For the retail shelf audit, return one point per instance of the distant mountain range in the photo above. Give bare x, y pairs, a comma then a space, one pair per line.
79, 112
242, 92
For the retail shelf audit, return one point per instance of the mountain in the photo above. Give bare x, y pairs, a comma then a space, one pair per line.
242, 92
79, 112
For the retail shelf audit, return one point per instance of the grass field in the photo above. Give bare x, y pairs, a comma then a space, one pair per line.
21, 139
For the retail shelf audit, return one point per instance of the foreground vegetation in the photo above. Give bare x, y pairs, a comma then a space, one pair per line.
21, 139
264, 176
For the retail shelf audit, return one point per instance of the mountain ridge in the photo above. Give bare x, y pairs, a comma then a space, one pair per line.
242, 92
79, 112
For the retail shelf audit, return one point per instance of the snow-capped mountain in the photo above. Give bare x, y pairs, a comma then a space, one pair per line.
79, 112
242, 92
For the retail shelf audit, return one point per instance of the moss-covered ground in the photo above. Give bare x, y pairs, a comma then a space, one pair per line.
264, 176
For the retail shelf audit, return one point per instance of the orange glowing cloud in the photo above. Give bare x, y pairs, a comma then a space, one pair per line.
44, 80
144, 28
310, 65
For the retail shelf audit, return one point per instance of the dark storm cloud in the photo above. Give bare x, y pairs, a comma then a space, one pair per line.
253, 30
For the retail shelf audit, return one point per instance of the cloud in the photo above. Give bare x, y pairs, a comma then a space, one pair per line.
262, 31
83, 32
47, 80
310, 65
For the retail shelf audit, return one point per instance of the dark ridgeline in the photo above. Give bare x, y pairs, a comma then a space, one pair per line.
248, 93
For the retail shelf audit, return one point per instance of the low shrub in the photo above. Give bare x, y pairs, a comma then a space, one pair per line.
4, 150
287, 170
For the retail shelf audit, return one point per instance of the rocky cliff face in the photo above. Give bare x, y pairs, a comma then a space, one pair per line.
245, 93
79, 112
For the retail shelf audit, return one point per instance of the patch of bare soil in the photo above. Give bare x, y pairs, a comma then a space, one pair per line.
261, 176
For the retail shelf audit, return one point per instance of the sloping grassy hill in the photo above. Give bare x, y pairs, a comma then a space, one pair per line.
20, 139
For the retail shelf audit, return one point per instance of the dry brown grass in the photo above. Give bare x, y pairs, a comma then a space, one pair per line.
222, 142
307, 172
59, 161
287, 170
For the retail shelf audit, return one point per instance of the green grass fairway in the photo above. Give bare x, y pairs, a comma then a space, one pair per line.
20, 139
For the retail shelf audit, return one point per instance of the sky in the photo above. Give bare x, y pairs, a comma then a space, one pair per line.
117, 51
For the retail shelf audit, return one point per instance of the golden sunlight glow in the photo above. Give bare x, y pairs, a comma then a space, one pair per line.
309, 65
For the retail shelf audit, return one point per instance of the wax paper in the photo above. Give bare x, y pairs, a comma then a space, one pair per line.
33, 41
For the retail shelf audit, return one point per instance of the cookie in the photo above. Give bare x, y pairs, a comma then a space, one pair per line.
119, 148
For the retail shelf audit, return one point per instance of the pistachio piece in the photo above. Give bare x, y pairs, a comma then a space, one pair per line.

□ □ □

Directive: Write out the records shown above, exactly as they appear.

Result for this exercise:
For the retail shelf audit, return one point per instance of the distant mountain range in the photo above. Give bare x, y pairs, a comma then a space, one pair per line.
79, 112
242, 92
For the retail shelf audit, return one point per instance of the mountain in the photo above. Give bare x, y pairs, a comma then a space, one pair per line.
242, 92
79, 112
For the retail shelf audit, return one point per instance of the grass field in the photo above. Give bare x, y pairs, a comma then a space, one pair per line.
21, 139
For the retail shelf audit, return one point per instance of the foreground vegetation in the photo above. Give bare x, y pairs, a comma then a space, one pair per line.
21, 139
264, 176
For the retail shelf audit, return one point per instance of the mountain ridge in the photo above. Give bare x, y pairs, a comma then a space, one pair per line.
242, 92
79, 112
For the retail shelf audit, return one point per instance of the snow-capped mountain in the photo above. Give bare x, y pairs, a comma then a space, one pair per line.
79, 112
242, 92
For the retail shelf audit, return one point per instance of the moss-covered ground in the photo above. Give bare x, y pairs, a comma then a space, one pair per line.
264, 176
For the retail shelf audit, return one point per instance of the orange glowing cloud in the photo above. Give bare x, y pairs, a comma then a space, one pair per line.
44, 80
144, 28
310, 65
For the retail shelf audit, return one point per instance of the dark storm cloud in the photo above. Give bare x, y pairs, a comma then a space, one pair per line.
253, 30
For the retail shelf audit, return one point per instance of the cloud in the photo above. Give bare x, y pairs, a comma then a space, one pair per line.
262, 31
83, 32
47, 80
310, 65
For the retail shelf audit, return one point per instance of the dark ridgeline in the photo above. Give bare x, y pairs, a comma then a space, one pair per line.
248, 93
For the retail shelf audit, return one point per instance of the low shrub in the photo above. Give bare x, y pairs, a comma then a space, one pair per line.
4, 150
287, 170
For the retail shelf audit, return one point per instance of the rocky cliff face in the photo above. Give bare x, y pairs, a comma then a space, one pair per line.
245, 93
79, 112
For the retail shelf audit, return one point per instance of the patch of bare soil in the photo above. Give bare x, y pairs, a comma then a space, one pair per line.
261, 176
For the retail shelf audit, return one point per instance of the sloping grassy hill in the photo above. Give bare x, y pairs, a comma then a space, one pair per line.
20, 139
For the retail shelf audit, return one point per instance of the dry brown grass in the photo above. Give bare x, y pairs, a comma then a space, one pair per line.
222, 142
307, 172
59, 161
287, 170
For the retail shelf audit, return one point per instance of the green grass fairway in the photo above. Give bare x, y pairs, a comma then a space, one pair per line.
20, 139
For the retail shelf audit, return one point per instance of the sky in the photo above. Give bare x, y pairs, a comma then a space, one pair per line.
117, 51
For the retail shelf audit, return one point per instance of the golden sunlight glow in the photo above. Give bare x, y pairs, a comma then a space, one pair per line.
309, 65
For the retail shelf audit, return one point per instance of the wax paper in the photo above. Give bare x, y pairs, a comma then a space, one pair per line.
33, 41
For the retail shelf audit, return one point per instance of the cookie in the photo above. Give bare x, y pairs, a comma then a space, one pair per line.
119, 148
For the retail shelf audit, return one point per instance of the pistachio piece in the photo above. Give bare x, y pairs, a comma then a space, one pair per line.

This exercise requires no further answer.